[Testo in esame]:
-------
La sofferenza della malattia di solito è immediatamente visibile all’occhio. O a volte è più discreta, meno invasiva. Basta essere ricoverati in un ospedale anche per breve tempo per rendersene conto. Quello che separa lo star male dallo star bene è solo una porta che potrebbe aprirsi in qualunque momento.

La sofferenza ha bisogno di rispetto. La scienza medica è una cosa seria. E anche lei ha bisogno di rispetto.

Spesso queste due sfere da rispettare collidono, non ce la fanno a stare unite. Perché la scienza non è illimitata e la capacità di soffrire di una persona invece sì.
E allora ci si affida alla libertà di cura che ci viene garantita dalla Costituzione. Che prevede anche il diritto di rifiutare certe cure e di lasciarsi andare, se è il caso.

Oppure si possono avere, anche quando non si sta troppo male, approcci medico-filosofici diversi da quelli tradizionali. Che so, l’ayurveda, l’omeopatia, i fiori di Bach, le piante di Mozart e le oche di Giuseppe Verdi.

O le famigerate cellule staminchiali.
Che saranno anche utili per le malattie neurodegenerative, non dico di no, ma se dai verbali dei Nas e dai pareri del comitato ministeriale di esperti risulta che nei trattamenti a protocollo c’erano solo scarse tracce di queste cellule con il rischio di contrarre perfino il morbo della mucca pazza allora mi devono dire che cazzo hanno infuso ai malati questi qui. “Assenza di controlli delle cellule del donatore”?? Ma siamo impazziti peggio della mucca! E se si fa firmare al paziente una accettazione del fatto che “si dichiara che le cellule somministrate possono essere leucociti del sangue, di solito mescolati ad altre componenti minori (…) oppure cellule più purificate quali le cellule mesenchimali estratte dal midollo osseo” non gli si offre una cura, gli si offre un cocktail shakerato non mescolato. Ma i malati non sono James Bond. Hanno aspettative, ripongono qualcosa di molto più importante della loro persona nelle mani del medico “alternativo”, ripongono la fiducia.
-------
[Dati elencati]:
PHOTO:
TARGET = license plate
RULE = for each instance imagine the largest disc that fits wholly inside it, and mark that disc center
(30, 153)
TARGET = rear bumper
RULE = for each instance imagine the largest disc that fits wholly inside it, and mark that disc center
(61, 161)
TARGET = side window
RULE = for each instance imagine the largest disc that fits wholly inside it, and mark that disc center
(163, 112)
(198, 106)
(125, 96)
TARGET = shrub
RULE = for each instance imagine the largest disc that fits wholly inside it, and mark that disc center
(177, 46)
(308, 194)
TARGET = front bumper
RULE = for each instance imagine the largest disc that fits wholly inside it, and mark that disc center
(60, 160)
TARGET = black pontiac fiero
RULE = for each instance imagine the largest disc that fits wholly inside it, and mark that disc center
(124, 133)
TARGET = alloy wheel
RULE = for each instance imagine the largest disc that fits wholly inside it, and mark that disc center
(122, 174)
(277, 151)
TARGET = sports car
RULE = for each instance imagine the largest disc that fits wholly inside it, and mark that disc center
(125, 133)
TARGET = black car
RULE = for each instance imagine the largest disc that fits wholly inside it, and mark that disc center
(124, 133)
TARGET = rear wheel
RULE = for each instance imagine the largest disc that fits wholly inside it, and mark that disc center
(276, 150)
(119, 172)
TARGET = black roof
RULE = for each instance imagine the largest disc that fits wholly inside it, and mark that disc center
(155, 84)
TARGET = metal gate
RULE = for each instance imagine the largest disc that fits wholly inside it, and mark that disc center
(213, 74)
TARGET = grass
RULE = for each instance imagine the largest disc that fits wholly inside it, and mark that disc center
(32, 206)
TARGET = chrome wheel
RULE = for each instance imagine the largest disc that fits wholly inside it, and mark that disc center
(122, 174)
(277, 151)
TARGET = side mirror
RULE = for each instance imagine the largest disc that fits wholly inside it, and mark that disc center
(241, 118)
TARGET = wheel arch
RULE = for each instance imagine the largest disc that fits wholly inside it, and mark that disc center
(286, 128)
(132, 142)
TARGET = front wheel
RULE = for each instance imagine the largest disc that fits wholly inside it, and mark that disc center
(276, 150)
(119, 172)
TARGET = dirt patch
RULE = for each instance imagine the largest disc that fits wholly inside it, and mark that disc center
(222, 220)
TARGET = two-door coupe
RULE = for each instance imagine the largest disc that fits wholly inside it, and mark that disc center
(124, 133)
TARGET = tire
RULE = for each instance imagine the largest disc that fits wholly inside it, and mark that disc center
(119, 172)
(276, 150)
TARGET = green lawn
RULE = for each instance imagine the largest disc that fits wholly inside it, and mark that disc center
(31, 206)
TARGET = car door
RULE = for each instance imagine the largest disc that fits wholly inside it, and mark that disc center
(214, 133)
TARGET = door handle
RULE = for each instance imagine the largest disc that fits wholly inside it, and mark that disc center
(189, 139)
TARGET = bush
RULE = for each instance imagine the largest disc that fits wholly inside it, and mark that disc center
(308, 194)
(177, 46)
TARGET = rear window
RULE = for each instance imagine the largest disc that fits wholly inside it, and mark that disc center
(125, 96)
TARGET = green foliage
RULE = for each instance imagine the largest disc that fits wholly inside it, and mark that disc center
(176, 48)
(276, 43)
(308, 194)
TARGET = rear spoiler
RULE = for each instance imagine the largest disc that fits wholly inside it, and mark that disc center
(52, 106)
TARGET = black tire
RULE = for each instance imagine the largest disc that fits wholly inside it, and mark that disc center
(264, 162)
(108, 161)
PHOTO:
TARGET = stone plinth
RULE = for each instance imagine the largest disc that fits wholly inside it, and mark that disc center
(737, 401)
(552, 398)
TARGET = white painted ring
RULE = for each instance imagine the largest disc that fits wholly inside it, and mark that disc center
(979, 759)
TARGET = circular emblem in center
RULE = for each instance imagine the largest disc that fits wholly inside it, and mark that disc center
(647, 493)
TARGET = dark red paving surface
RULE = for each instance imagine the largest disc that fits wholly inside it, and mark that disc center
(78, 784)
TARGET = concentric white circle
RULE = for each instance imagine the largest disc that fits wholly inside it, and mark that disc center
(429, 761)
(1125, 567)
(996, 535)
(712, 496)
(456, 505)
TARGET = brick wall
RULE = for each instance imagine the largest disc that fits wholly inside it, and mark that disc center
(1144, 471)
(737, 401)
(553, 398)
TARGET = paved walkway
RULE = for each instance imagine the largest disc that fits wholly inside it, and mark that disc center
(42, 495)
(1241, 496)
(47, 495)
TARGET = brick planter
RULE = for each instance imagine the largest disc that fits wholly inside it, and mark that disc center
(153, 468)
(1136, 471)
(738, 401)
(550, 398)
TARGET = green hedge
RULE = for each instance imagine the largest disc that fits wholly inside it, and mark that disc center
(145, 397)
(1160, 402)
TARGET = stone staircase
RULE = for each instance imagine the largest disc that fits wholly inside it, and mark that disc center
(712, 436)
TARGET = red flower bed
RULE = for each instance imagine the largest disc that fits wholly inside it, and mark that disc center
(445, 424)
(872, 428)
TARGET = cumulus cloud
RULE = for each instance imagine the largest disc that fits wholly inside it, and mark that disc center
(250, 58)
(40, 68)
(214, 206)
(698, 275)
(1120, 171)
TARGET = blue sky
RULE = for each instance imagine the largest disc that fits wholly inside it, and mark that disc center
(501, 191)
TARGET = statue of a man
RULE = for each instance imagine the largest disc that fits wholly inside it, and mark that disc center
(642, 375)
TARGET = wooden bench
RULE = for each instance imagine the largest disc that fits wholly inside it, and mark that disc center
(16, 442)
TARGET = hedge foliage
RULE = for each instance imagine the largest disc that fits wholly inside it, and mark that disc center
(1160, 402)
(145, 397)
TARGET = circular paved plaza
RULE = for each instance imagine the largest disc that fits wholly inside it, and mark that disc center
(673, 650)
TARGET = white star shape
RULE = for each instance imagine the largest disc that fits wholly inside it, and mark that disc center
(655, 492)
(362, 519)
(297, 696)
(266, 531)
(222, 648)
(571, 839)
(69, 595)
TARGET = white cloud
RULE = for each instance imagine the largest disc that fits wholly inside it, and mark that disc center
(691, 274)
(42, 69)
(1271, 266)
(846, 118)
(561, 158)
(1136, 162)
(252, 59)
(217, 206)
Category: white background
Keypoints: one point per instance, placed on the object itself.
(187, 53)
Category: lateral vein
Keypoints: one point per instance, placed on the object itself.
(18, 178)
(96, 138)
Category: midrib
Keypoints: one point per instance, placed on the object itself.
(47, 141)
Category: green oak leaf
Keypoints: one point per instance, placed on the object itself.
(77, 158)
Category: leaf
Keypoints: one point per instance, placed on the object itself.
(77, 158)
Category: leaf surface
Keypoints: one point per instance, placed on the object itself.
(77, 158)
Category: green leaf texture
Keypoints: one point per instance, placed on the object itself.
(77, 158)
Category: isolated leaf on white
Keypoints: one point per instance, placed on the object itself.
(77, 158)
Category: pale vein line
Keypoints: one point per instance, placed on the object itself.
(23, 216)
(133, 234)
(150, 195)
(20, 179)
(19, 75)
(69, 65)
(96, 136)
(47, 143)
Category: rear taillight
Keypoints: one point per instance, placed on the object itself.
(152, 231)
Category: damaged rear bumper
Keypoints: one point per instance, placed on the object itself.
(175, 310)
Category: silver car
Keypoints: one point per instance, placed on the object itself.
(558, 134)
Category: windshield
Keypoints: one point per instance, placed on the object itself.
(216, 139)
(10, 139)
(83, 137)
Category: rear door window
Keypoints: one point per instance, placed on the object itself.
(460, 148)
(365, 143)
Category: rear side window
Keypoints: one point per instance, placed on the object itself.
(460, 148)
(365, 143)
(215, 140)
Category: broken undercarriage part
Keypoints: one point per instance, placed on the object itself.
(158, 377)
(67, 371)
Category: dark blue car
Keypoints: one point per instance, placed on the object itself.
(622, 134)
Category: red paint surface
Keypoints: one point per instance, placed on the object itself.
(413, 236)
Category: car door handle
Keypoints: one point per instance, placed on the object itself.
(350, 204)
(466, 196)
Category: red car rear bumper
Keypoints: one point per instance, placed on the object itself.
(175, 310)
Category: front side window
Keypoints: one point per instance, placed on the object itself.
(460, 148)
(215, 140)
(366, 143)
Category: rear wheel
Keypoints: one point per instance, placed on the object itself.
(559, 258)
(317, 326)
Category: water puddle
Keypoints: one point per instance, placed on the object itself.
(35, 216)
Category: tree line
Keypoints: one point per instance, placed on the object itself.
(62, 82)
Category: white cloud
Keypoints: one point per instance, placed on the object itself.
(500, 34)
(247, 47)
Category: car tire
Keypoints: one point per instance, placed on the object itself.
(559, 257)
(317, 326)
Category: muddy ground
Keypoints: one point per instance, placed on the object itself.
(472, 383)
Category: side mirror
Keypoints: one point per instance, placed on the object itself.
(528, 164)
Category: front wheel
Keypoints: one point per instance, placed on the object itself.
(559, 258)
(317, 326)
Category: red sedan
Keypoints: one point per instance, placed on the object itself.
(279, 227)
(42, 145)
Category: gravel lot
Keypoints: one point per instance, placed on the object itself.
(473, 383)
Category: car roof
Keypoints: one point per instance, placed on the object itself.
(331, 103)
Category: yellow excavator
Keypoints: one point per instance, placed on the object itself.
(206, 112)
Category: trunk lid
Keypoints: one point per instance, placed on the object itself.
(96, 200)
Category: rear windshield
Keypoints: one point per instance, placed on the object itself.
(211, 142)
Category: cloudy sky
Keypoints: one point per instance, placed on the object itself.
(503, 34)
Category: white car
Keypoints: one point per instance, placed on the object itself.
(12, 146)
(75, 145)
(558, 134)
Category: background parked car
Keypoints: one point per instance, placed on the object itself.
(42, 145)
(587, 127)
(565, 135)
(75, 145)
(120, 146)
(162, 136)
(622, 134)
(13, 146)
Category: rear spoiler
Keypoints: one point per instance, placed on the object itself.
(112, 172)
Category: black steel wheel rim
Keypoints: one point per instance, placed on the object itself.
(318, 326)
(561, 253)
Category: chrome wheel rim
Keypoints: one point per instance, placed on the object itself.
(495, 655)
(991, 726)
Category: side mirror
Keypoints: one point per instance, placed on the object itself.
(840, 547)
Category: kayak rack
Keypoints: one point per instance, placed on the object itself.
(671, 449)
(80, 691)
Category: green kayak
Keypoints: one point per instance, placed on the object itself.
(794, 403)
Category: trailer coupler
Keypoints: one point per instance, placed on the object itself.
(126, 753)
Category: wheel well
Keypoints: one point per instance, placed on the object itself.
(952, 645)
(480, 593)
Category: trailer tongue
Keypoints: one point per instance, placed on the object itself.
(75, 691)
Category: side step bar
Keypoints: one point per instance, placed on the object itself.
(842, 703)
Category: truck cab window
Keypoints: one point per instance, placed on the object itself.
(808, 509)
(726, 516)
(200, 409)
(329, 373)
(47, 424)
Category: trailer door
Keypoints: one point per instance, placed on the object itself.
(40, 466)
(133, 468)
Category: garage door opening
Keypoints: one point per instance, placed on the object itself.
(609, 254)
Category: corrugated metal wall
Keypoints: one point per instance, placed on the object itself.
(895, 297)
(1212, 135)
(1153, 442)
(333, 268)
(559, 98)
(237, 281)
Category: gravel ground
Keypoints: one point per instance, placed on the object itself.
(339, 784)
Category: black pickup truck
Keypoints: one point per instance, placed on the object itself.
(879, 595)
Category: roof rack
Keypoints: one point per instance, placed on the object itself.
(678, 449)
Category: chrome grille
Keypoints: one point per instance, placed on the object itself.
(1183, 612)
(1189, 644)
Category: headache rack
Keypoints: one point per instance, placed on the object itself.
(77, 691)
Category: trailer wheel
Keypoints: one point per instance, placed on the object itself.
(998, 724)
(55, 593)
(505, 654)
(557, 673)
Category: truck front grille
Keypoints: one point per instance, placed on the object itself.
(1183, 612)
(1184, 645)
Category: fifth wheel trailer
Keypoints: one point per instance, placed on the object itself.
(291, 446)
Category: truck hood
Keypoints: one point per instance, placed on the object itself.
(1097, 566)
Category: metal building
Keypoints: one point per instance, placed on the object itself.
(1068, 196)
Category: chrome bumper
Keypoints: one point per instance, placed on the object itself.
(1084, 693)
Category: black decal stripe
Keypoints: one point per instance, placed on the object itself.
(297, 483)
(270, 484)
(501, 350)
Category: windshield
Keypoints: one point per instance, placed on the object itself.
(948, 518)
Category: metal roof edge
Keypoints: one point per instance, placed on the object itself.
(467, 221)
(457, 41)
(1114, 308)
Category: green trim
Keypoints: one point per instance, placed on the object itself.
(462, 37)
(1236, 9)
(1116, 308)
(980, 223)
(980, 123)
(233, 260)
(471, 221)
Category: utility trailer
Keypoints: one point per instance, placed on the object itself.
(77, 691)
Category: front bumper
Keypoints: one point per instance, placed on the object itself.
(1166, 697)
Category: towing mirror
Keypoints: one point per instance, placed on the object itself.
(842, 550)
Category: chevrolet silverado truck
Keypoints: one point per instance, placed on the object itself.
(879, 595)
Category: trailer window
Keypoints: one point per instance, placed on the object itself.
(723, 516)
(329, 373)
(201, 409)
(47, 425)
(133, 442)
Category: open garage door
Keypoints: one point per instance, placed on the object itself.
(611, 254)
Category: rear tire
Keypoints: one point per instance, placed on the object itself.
-------
[Consegne]:
A - Secondo il testo sulla sofferenza e le cure, che cosa garantisce la Costituzione?
B - Riprendi il testo sulla sofferenza e le cure e proseguilo a partire dalla sua ultima frase.

[Risposte]:
A - La libertà di cura, che prevede anche il diritto di rifiutare certe cure e di lasciarsi andare, se è il caso.

B -
E allora c’è chi paga 40.000 euro per non ottenere nessun risultato, che contrae debiti con le banche (che non è che ci vadano di scartino!) che coltiva speranze e sogni che poi non si avverano. Se vuoi provare una cura che è “altro” da quello che ti offre il SSN te le paghi. E questo è giusto. Ma dall’altra parte, se ci sono solo sperimentazioni (ma sperimentazioni di che?? Le cellule staminchiali non c’erano) non si può costringere una famiglia a indebitarsi fino all’osso.

Se c’è gente che crede nel proprio metodo curativo, faccia il sacrosanto favore di dare GRATIS le sue cure, in modo da permettere a tutti di accedervi, e di accettare soltanto donazioni liberali. Che la gente doni quello che può, perché una iniezione (o “infusione”, come si usa dire ora) di un beneamato niente non può costare 40.000 euro.

Buon Natale? Buon Natale staminchia!